Segmentation dataset excerpts:
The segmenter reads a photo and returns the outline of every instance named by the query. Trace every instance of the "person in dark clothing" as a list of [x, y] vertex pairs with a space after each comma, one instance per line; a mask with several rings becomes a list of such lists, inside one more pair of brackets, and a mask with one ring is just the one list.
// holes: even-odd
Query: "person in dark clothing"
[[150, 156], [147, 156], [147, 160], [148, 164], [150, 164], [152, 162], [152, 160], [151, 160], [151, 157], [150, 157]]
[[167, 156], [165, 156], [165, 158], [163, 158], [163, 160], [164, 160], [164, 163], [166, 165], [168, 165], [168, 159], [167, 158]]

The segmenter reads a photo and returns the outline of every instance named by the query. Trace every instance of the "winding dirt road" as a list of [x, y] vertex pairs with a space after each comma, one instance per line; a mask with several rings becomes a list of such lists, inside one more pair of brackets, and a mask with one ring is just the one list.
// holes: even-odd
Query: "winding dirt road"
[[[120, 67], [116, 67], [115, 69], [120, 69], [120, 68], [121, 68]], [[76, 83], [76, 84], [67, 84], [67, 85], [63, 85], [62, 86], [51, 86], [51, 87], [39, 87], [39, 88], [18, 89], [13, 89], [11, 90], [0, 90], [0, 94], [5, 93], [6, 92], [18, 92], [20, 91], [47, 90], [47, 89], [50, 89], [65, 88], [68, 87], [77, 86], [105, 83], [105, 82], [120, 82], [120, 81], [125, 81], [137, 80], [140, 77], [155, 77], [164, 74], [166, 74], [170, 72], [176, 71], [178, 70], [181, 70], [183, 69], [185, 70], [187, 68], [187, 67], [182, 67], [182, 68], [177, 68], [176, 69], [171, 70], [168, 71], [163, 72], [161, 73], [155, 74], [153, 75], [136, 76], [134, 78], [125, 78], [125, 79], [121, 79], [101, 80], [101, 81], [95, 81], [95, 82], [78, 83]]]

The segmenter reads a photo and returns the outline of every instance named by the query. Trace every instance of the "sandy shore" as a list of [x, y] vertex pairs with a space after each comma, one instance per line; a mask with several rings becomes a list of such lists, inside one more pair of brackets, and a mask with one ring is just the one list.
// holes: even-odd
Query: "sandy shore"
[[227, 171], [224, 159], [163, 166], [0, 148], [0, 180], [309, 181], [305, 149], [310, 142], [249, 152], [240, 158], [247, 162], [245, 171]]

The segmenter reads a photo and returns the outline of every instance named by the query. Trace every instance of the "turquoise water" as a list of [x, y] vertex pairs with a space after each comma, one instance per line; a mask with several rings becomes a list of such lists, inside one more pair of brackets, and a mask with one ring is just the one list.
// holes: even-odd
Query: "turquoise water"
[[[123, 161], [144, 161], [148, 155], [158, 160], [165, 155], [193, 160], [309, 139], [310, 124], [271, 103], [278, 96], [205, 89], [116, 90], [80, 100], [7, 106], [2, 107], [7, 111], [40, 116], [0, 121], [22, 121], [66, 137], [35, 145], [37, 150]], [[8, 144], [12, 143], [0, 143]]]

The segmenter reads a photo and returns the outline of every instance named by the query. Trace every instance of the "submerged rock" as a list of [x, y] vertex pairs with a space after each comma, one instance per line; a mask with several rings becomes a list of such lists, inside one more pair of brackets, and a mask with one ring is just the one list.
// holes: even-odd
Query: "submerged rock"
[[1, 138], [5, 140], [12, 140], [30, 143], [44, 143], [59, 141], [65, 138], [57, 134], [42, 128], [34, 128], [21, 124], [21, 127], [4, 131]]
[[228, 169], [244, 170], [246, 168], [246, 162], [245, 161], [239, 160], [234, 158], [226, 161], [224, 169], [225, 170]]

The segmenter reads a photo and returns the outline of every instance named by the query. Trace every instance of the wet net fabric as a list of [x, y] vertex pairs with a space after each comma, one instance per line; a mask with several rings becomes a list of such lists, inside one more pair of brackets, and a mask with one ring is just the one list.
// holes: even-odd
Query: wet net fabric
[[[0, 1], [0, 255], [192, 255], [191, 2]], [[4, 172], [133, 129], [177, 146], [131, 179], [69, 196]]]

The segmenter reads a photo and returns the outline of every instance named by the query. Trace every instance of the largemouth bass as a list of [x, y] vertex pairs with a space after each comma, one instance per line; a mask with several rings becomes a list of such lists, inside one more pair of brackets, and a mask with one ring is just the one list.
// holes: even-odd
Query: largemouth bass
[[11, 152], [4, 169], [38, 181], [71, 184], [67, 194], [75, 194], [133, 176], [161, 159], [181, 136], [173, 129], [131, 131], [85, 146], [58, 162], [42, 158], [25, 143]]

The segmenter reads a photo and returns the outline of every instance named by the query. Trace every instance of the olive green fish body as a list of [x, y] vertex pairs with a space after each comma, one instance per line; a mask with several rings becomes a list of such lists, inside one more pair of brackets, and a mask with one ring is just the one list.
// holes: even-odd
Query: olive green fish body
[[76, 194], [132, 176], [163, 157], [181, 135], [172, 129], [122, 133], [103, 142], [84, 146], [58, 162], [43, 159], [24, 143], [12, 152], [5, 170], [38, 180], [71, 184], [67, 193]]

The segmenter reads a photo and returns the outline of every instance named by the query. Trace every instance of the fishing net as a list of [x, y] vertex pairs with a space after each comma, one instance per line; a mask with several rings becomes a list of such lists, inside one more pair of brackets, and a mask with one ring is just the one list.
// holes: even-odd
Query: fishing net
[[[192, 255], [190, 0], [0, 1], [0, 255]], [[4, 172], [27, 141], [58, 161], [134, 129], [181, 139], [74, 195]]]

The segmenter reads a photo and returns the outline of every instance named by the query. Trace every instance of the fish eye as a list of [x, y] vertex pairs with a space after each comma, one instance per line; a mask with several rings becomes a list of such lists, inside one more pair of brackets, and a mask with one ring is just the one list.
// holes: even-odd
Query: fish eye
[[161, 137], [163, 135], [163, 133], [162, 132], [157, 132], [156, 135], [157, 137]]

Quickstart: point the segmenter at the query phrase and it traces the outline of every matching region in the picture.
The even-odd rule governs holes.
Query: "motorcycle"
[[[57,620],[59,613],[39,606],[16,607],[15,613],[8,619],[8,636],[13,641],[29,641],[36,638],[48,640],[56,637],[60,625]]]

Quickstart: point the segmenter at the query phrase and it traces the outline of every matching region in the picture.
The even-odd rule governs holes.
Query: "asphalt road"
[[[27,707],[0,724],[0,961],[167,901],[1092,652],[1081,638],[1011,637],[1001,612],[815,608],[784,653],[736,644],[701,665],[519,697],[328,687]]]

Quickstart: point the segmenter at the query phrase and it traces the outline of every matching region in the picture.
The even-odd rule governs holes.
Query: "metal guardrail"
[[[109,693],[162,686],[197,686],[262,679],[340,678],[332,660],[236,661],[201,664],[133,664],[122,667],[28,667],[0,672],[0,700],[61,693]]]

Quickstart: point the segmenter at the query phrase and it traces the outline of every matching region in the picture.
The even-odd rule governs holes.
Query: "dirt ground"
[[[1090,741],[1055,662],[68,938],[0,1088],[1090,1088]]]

* **Job**
Print only the lines from the one with "the fish eye" to the end of the records, both included.

* **Solution**
The segmenter reads a photo and returns the outline of every instance named by the query. Trace every instance of the fish eye as a list of [x, y] vertex pairs with a space after each comma, one instance per line; a mask with several rings becomes a list of such lists, inside one more pair of brackets, and a mask with one ring is just the one list.
// holes: even-odd
Query: fish eye
[[161, 137], [163, 135], [163, 133], [162, 132], [157, 132], [156, 135], [157, 137]]

Quickstart: point the segmenter at the query phrase and it traces the outline of every matching region in the picture.
The even-odd rule governs holes.
Query: "motorcycle"
[[[57,620],[59,613],[39,606],[16,607],[15,613],[8,619],[8,636],[13,641],[29,641],[36,638],[48,640],[56,637],[60,625]]]

Quickstart: point the segmenter at the query phrase and it traces the outline of every matching region in the picture.
The even-odd rule governs holes.
Query: "asphalt road"
[[[27,707],[0,724],[0,961],[167,901],[1092,652],[1081,638],[1011,637],[1001,612],[815,608],[784,653],[736,644],[701,665],[519,697],[328,687]]]

Quickstart: point the segmenter at the query phrase and it traces the outline of every matching region in the picture.
The even-odd rule governs holes.
Query: "metal guardrail"
[[[109,693],[162,686],[197,686],[262,679],[340,678],[332,660],[236,661],[201,664],[133,664],[122,667],[28,667],[0,672],[0,700],[61,693]]]

Quickstart: point the segmenter at the query phrase and it traces the outline of every matching region in the picture.
The even-odd rule governs holes.
Query: "dirt ground"
[[[1090,741],[1055,662],[68,938],[0,1088],[1090,1088]]]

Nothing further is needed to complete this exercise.